The scale of injuries to women caused by forceps delivery in Australian hospitals is raising renewed concern.
A leading expert on maternal injuries has said a crisis exists in our hospitals and is a direct result of lowering caesarean section rates.
Professor Peter Dietz, one of Australia’s leading experts on gynaecological injuries, is also warning of a potential flood of medical legal cases against the health department and their employees.
Professor Dietz has linked the crisis in our maternity wards to the shift away from caesarean sections at a time when more and more pregnancies were deemed as ‘high risk.’
“Women are … older and older at the time when they have their first baby and we all know there’s an obesity epidemic out there, so it’s the perfect storm,” he said. “It’s not surprising at all that C-section rates have been going up everywhere.”
Professor Dietz confirmed until recently, obstetricians were unaware of the extent of pelvic floor damage caused by forceps.
“That [kind of injury] happens in about 10 per cent of women having their babies normally, it happens maybe 11 per cent after a vacuum or with a vacuum, and it happens here in Sydney in 44 per cent of all forceps. That’s a huge difference and that difference doesn’t just happen in Sydney.
“There’s studies from Norway, Hong Kong, the US, New Zealand and God knows what other places that all show the same. This is a global issue.”
The Professor also links the management of maternal injury and C-sections to an ideological war that is directing the policies surrounding them.

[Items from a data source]
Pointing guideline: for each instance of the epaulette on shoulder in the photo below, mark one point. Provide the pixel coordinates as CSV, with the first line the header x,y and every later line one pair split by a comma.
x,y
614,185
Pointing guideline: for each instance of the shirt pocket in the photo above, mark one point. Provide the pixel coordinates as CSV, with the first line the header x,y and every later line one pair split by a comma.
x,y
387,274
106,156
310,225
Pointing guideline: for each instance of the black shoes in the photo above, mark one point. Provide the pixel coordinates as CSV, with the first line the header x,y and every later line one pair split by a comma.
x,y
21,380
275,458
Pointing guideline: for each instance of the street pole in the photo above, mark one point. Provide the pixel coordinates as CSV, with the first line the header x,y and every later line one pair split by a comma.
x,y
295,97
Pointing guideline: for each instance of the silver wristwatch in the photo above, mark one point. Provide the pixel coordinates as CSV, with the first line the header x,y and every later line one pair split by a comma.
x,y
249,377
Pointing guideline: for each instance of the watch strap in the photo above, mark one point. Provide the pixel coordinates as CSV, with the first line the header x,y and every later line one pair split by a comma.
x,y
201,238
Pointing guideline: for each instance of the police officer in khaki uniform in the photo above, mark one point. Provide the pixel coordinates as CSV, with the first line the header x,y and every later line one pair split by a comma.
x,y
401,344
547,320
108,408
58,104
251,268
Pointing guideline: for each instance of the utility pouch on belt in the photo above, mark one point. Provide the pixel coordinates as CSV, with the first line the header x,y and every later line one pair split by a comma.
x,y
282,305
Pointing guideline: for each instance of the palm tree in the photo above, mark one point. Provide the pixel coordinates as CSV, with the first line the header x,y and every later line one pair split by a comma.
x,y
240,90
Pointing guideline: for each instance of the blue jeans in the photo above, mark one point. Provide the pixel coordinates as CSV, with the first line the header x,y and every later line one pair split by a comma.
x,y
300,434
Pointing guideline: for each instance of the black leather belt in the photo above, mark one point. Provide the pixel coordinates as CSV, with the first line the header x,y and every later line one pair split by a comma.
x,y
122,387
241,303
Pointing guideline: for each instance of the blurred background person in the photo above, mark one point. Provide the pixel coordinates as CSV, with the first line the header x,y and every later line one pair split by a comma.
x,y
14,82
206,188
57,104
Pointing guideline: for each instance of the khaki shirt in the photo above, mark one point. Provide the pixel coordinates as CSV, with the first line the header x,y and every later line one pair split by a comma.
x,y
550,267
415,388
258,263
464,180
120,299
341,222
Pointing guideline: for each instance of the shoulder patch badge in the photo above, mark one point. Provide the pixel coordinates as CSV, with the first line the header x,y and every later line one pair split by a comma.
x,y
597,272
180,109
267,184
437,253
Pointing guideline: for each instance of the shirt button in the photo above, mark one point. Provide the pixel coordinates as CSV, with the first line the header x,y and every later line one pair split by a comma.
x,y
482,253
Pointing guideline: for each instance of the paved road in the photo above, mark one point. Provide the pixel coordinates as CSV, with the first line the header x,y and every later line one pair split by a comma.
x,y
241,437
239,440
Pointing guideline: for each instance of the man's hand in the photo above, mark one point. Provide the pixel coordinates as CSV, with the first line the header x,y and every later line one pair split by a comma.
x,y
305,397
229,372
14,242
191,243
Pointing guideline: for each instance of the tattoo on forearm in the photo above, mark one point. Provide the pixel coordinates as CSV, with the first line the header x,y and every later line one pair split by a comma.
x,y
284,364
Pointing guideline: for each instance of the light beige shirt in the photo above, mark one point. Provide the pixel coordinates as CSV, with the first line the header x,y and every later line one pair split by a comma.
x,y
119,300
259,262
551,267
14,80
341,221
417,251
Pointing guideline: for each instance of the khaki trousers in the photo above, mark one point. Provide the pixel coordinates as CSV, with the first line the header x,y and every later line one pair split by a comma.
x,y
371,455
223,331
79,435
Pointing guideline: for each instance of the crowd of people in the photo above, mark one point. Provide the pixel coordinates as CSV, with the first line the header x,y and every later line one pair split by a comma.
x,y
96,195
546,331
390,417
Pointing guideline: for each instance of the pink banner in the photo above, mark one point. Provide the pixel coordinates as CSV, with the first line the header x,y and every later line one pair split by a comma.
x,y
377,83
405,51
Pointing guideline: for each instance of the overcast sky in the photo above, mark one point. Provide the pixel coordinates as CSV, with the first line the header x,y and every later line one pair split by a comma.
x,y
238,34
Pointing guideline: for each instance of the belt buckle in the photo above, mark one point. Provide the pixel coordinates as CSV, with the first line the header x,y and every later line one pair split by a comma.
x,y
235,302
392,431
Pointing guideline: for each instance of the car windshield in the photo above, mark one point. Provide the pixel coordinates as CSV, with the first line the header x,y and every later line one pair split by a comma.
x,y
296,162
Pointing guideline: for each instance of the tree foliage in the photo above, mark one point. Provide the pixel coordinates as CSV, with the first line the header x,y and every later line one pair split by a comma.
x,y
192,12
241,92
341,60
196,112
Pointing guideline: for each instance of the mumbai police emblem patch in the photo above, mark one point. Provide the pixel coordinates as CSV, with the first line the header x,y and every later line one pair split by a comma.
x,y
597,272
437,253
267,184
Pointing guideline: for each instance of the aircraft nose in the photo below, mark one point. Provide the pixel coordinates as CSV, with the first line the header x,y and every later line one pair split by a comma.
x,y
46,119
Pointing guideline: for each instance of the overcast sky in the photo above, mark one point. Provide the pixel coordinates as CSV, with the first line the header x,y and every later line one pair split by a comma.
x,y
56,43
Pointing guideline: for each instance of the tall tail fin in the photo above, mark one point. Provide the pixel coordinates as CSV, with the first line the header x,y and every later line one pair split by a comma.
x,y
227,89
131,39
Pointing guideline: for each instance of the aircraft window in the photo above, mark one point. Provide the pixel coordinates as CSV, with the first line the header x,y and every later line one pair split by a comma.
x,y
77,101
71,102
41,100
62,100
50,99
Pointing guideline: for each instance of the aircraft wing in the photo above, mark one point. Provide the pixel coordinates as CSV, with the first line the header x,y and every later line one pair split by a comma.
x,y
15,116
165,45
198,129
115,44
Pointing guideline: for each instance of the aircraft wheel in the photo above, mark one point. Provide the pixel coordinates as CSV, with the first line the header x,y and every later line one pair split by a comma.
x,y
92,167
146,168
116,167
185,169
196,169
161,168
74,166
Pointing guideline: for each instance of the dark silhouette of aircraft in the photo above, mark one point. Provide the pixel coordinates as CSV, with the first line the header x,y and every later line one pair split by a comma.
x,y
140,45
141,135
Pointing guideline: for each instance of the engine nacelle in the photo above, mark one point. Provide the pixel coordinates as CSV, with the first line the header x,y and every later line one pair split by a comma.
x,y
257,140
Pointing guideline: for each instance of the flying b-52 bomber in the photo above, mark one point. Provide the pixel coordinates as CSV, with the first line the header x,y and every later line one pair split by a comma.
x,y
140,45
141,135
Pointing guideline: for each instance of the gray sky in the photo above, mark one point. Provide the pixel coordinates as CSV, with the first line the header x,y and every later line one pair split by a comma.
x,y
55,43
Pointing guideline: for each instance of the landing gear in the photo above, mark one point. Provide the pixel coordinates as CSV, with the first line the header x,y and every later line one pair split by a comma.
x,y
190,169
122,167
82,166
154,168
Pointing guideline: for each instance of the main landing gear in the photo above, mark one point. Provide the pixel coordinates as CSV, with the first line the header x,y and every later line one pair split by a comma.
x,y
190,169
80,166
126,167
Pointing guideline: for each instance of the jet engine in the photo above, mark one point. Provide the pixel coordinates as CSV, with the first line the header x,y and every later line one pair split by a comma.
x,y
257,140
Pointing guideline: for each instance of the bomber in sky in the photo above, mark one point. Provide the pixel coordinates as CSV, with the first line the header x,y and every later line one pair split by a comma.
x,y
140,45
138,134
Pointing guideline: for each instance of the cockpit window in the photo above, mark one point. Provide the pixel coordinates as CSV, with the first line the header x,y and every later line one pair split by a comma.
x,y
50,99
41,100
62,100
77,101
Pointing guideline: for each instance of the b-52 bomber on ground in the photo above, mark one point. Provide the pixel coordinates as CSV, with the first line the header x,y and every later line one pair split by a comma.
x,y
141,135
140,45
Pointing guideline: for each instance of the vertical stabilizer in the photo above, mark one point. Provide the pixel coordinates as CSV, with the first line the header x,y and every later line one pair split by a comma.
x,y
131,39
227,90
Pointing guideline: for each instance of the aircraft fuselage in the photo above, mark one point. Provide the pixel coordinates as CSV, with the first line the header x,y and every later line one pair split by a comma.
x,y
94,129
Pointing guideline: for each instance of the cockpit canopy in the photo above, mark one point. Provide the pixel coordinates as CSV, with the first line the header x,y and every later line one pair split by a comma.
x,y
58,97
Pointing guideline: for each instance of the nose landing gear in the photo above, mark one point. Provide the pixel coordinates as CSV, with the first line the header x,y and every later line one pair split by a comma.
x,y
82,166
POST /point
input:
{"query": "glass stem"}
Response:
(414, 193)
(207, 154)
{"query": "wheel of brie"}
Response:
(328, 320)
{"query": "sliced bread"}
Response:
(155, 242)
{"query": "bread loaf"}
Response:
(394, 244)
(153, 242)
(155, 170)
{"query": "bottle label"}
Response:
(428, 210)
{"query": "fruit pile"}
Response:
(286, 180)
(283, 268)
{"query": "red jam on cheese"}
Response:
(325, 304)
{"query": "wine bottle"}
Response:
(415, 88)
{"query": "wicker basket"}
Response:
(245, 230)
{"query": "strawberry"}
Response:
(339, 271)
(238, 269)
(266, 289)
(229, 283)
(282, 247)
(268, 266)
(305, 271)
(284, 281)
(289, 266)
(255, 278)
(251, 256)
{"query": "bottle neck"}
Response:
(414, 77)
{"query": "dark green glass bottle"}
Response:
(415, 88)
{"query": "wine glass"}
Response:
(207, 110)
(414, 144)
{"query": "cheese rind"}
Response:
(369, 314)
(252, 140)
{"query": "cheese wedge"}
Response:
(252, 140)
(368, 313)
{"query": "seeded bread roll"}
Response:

* * *

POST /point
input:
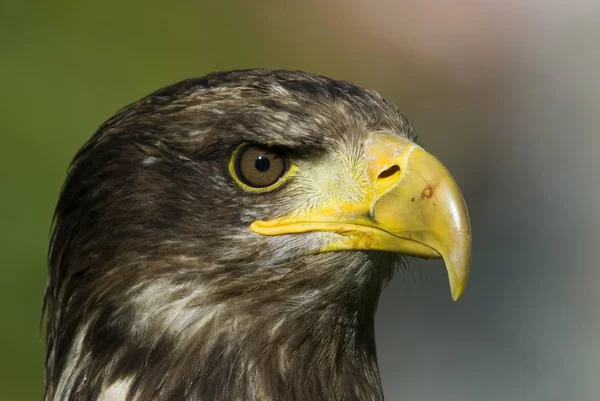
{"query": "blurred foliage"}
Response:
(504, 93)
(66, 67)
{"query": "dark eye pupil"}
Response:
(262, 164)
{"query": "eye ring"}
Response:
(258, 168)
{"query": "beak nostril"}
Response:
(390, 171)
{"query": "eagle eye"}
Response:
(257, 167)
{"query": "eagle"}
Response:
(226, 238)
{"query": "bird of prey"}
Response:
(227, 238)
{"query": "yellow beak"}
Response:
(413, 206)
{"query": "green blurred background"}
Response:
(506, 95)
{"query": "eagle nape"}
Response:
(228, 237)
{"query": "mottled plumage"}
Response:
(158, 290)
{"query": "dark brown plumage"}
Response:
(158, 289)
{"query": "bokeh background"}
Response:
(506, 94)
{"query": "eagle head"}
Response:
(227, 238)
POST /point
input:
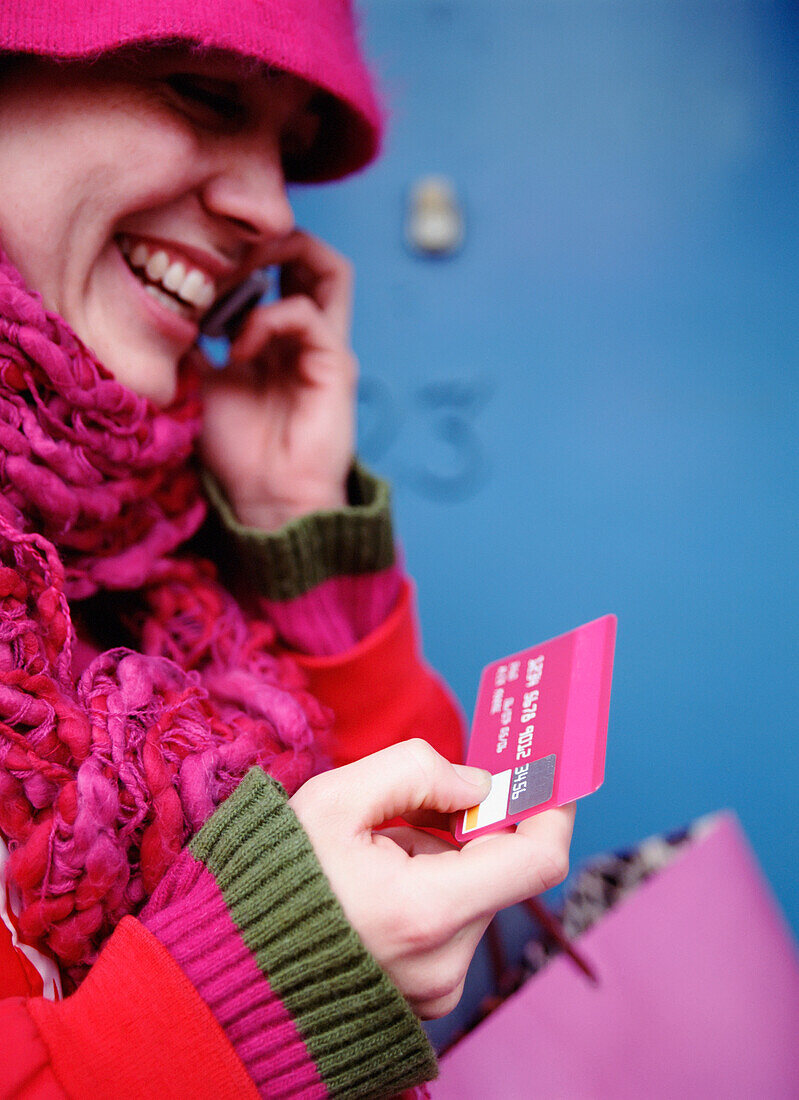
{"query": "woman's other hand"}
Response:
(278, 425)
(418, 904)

* * *

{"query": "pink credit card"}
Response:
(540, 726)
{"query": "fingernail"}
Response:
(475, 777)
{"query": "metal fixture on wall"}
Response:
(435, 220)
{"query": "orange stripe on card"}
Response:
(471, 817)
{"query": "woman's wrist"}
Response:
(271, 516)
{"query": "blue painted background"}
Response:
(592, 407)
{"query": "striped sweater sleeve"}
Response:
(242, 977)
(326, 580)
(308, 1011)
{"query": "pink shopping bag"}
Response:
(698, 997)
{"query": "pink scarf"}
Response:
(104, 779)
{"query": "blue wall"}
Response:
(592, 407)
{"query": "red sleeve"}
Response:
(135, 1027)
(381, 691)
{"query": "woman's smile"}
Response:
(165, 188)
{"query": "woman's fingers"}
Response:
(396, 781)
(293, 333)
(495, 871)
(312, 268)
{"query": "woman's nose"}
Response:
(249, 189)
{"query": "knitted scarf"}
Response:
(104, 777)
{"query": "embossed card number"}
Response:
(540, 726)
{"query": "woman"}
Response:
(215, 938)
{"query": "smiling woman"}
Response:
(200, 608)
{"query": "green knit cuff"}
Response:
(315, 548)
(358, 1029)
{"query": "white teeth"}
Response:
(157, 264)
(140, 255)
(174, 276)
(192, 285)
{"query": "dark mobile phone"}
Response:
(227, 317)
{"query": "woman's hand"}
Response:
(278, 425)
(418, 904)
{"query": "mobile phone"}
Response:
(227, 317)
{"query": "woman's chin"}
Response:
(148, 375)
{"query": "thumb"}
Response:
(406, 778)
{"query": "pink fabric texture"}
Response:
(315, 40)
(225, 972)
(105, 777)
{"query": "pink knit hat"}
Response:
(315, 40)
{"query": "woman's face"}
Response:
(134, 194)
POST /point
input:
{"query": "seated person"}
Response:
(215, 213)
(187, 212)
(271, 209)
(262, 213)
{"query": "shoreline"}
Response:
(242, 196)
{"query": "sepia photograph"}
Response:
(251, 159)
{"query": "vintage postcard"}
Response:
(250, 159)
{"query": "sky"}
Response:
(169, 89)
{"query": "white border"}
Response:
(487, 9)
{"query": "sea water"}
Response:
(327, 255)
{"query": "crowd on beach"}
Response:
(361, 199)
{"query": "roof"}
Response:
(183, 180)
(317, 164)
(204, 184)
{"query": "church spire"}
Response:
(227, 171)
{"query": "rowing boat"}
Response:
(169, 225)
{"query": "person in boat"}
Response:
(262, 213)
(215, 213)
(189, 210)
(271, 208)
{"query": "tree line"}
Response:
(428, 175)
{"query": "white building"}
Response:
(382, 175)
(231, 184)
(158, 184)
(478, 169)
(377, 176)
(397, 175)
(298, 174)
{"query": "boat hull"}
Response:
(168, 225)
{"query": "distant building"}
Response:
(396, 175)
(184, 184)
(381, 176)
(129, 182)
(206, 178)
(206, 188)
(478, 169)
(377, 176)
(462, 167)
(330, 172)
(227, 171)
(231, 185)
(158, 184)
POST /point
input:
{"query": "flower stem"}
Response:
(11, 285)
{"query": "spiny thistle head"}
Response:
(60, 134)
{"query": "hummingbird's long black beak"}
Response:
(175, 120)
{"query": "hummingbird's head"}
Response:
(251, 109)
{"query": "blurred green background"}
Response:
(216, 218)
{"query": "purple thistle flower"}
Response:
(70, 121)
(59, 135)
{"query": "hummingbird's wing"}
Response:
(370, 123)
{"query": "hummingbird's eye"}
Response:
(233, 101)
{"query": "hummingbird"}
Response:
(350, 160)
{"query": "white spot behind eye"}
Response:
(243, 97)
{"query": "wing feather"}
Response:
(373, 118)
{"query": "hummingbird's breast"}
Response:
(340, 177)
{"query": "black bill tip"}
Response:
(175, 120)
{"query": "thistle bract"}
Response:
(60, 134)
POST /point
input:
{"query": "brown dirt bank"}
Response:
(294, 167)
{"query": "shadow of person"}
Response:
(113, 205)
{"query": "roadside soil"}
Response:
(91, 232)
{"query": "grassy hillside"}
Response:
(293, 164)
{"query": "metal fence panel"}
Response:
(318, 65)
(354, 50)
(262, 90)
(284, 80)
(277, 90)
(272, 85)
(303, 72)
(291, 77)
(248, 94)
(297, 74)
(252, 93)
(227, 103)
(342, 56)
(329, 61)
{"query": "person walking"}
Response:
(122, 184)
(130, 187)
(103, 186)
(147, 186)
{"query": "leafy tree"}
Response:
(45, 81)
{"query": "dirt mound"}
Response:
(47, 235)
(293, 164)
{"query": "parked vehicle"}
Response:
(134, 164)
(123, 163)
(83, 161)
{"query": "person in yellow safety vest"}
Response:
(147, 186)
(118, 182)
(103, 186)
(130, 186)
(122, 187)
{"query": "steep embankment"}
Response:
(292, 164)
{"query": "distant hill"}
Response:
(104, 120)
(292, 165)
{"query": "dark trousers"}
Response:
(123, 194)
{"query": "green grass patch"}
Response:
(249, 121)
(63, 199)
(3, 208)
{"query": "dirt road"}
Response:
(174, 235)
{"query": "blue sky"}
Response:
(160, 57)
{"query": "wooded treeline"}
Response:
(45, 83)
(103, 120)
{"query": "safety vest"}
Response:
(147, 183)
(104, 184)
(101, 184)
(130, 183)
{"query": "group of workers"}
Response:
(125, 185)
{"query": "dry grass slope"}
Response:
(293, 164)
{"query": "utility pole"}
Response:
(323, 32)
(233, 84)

Problem 1
Please reproduce the stretch of the forceps article from "Professor Dietz confirmed" through "happen in Sydney.", word for word.
Problem 2
For each statement below, answer yes or no according to the forceps article, and quote the words from it that decide the answer. (a) Professor Dietz says the injury happens in 44 per cent of forceps deliveries in Sydney. (b) Obstetricians have long known the extent of pelvic floor damage caused by forceps. (c) Professor Dietz treats the forceps injury problem as limited to Australia.

Response 1
Professor Dietz confirmed until recently, obstetricians were unaware of the extent of pelvic floor damage caused by forceps.
“That [kind of injury] happens in about 10 per cent of women having their babies normally, it happens maybe 11 per cent after a vacuum or with a vacuum, and it happens here in Sydney in 44 per cent of all forceps. That’s a huge difference and that difference doesn’t just happen in Sydney.

Response 2
(a) Yes: "it happens here in Sydney in 44 per cent of all forceps."
(b) No: "until recently, obstetricians were unaware of the extent of pelvic floor damage caused by forceps."
(c) No: "This is a global issue."